Textauszug:
________
Integrative Medizin – was ist das? Logo of esanum https://www.esanum.de

Spannend und heiß diskutiert: Integrative Medizin

Dr. Janna Scharfenberg beschäftigt sich mit Integrativer Medizin und Ganzheitlicher Prävention. Im Interview erklärt sie, was genau es damit auf sich hat.

Ganzheitliche Prävention zur Vermeidung von Stress und Burnout

Frau Dr. Scharfenberg, Integrative Medizin – was genau ist gemeint?

Gemeint ist die Integration von Komponenten aus verschiedenen ganzheitlichen Medizinsystemen, wie der traditionellen chinesischen Medizin oder auch aus dem Ajurveda in das medizinische System der Schulmedizin, um für Patientinnen und Patientin individuell die beste Kombination zu finden. Dabei wird keine der vielen Möglichkeiten von vornherein ausgeschlossen. Wir leben länger, chronische Erkrankungen nehmen zu – das sind neue Herausforderungen. Dafür müssen wir das Beste aus allen Systemen nutzen. Und das ist die Zukunft der Medizin.

Was ist Ihre Botschaft an die Ärzteschaft?

Die meisten Patientinnen und Patienten können von integrativen Ansätzen profitieren, deshalb ist es sehr gut, wenn Ärzte dem gegenüber offen sind und diese Ansätze mit in ihr Denken aufnehmen. Sie erfordern allerding mehr Aktion von unseren Patienten. Beispiel Diabetes: Die Schulmedizin geht hauptsächlich medikamentös vor, sie hat auch einen Ernährungsansatz. Aber integratives Vorgehen würde eine viel tiefer gehende Ernährungsumstellung bedeuten. Und dazu muss der Patient natürlich bereit und in der Lage sein.

Sprechende Medizin, die hier unterstützend sein könnte, kommt aber oft zu kurz.

Absolut. Das ärztliche Gespräch wird fast nicht vergütet. Wertschätzende Kommunikation müsste natürlich deutlich mehr im Fokus stehen. Zum Glück gibt es immer mehr Krankenkassen, die hier immer mehr den Fokus darauf richten. Aber viele intensiveren Maßnahmen sind meist noch Privatleistungen. Sehr viele Ärztinnen und Ärzte setzen sich allerdings dafür ein, dass integratives Vorgehen in die Vergütung aufgenommen wird und damit allen Patienten zur Verfügung stehen kann. Aber auch jeder kann in seiner Praxis selbst schauen, wie er am besten dafür sorgt, dass bestimmte Komponenten mehr in die Breite kommen. Das ist ja auch ein Anliegen der MIDO Konferenz. Je mehr von uns Medizinern selbst dafür sorgen und nicht warten, bis von oben etwas kommt, desto schneller erreichen wir eine Veränderung.

Wie sieht es mit der Evidenz der Integrativen Medizin aus?
________
Gegebene Daten:
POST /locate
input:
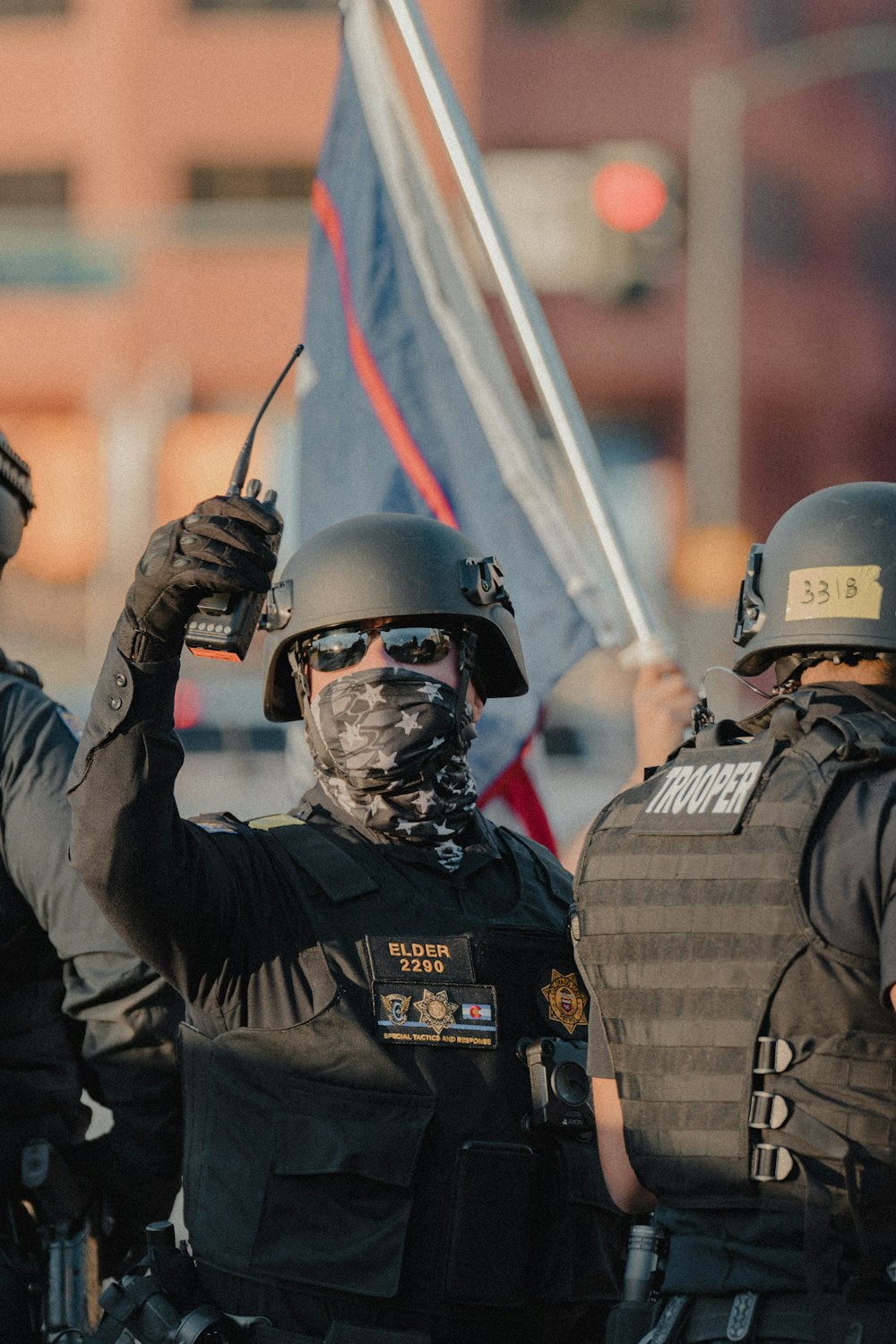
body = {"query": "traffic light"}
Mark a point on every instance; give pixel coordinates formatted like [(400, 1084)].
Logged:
[(635, 196), (603, 220)]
________
Aufgabenstellung: Setzen Sie das Interview zur Integrativen Medizin im Textauszug im Anschluss an seinen letzten Satz fort.

Lösung:
Studien zu den unterschiedlichen Systemen beispielsweise dem Ayurveda und der Traditionellen chinesischen Medizin zeigen die Evidenz auf. Hinzu kommen jede Menge Erfahrungswerte und die subjektiven Aussagen der Patientinnen und Patienten, die genau merken, was für sie gut funktioniert. Alle Krankheitsbilder können profitieren, besonders zum Beispiel Rückenbeschwerden und alle muskuloskelettalen Erkrankungen oder auch chronische Erkrankungen wie Autoimmunerkrankungen und Migräne. Der Bereich hochakuter und unfallmedizinischer Krankheiten ist etwas anders zu bewerten. Wenn ich morgen von einem Auto angefahren werde, möchte ich nicht, dass mein Akupunkteur gerufen wird. Aber auch hier ist in der langfristigen Weiterbehandlung ein langfristiges therapeutisches Konzept mit integrativen Ansätzen von Nutzen.

Ihr Vortrag befasst sich auch mit ganzheitlicher Prävention, was verstehen Sie darunter?

Im Ajurveda sagen wir: Der Aufwand, um eine Krankheit zu verhindern ist minimal im Vergleich zu ihrer Behandlung, wenn sie erst einmal ausgebrochen ist. Deshalb sollten wir immer schauen, wie wir in der Gesundheit bleiben. Da braucht es Bewegung, Ernährung, mentale Gesundheit und vieles mehr. Wenn es darum geht, jemanden gesund zu erhalten, ist die Schulmedizin nicht so stark aufgestellt. Die meisten haben im Studium beispielsweise ganze zwei Stunden Vorlesung über Ernährung.

Was würden Sie sich von Ihren Kolleginnen und Kollegen gern wünschen?

Wir wünschen uns, dass die ohnehin an integrativer Medizin Interessierten sich enger vernetzen können. Und wir möchten auch jene inspirieren, die bisher nur einen leichten Bezug zu der Thematik haben und ihnen einen Einblick geben, wie sie ihre Patienten gut beraten und weiter empfehlen können zu integrativ vorgehenden Kolleginnen.